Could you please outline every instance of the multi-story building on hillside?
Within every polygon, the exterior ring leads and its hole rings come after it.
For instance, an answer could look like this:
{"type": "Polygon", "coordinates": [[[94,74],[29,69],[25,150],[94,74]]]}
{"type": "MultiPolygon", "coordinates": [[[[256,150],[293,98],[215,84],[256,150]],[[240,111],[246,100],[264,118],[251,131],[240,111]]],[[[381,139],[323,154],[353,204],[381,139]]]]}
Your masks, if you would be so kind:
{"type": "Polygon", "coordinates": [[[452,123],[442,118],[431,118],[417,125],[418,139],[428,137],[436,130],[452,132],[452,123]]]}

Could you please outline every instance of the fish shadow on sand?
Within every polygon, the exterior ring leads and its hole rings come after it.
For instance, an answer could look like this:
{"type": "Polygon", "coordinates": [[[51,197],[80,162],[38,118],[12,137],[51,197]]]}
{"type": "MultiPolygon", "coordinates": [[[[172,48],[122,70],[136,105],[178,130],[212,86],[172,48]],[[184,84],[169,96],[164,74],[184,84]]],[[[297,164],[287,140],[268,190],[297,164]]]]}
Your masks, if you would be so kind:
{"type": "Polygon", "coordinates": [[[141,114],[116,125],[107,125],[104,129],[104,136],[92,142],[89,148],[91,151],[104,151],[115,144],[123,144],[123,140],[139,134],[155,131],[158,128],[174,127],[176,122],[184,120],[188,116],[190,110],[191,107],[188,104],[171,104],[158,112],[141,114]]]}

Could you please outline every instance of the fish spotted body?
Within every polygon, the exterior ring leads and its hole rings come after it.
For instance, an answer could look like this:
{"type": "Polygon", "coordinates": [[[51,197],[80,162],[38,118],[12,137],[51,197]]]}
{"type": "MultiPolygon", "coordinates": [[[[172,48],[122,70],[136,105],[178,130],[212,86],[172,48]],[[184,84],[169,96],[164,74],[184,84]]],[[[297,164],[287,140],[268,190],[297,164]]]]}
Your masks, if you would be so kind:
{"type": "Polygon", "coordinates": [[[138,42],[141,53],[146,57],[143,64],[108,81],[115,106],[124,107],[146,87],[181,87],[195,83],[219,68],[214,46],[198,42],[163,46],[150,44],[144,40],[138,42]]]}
-----
### What you should do
Copy all three records above word for word, keeping every line unchanged.

### Answer for this exercise
Could you please outline every instance of the multi-story building on hillside?
Within every polygon, the exterior ring leads and its hole rings come after it.
For instance, an answer could look like this:
{"type": "Polygon", "coordinates": [[[94,74],[29,69],[25,150],[94,74]]]}
{"type": "MultiPolygon", "coordinates": [[[[256,150],[293,98],[215,84],[256,150]],[[240,111],[246,100],[264,118],[251,131],[240,111]]],[[[381,139],[323,154],[353,204],[381,139]]]]}
Your masks, if you would be so kind:
{"type": "Polygon", "coordinates": [[[452,123],[442,118],[431,118],[417,125],[418,139],[428,137],[436,130],[452,132],[452,123]]]}

Could you please outline every instance of the fish shadow on sand?
Within every polygon, the exterior ring leads and its hole rings come after it.
For instance, an answer could look like this:
{"type": "Polygon", "coordinates": [[[51,197],[80,162],[38,118],[12,137],[51,197]]]}
{"type": "MultiPolygon", "coordinates": [[[[172,48],[122,70],[136,105],[178,130],[212,86],[172,48]],[[184,84],[169,96],[164,74],[184,84]]],[[[297,164],[287,140],[268,190],[297,164]]]]}
Your masks, if you would be so kind:
{"type": "Polygon", "coordinates": [[[141,114],[116,125],[107,125],[104,129],[104,136],[92,142],[89,148],[91,151],[104,151],[115,144],[123,144],[123,140],[139,134],[155,131],[158,128],[174,127],[176,122],[184,120],[188,116],[190,110],[191,107],[188,104],[171,104],[158,112],[141,114]]]}

Could you please outline every instance of the fish spotted body?
Within every polygon, the exterior ring leads and its hole rings come after it.
For instance, an answer could look like this:
{"type": "Polygon", "coordinates": [[[51,197],[80,162],[38,118],[12,137],[51,197]]]}
{"type": "MultiPolygon", "coordinates": [[[[172,48],[122,70],[136,105],[178,130],[212,86],[172,48]],[[184,84],[169,96],[164,74],[184,84]]],[[[297,164],[287,140],[268,190],[297,164]]]]}
Your masks, if you would be so kind:
{"type": "Polygon", "coordinates": [[[138,42],[141,53],[146,57],[143,64],[108,81],[115,106],[124,107],[146,87],[181,87],[195,83],[219,68],[214,46],[198,42],[163,46],[150,44],[144,40],[138,42]]]}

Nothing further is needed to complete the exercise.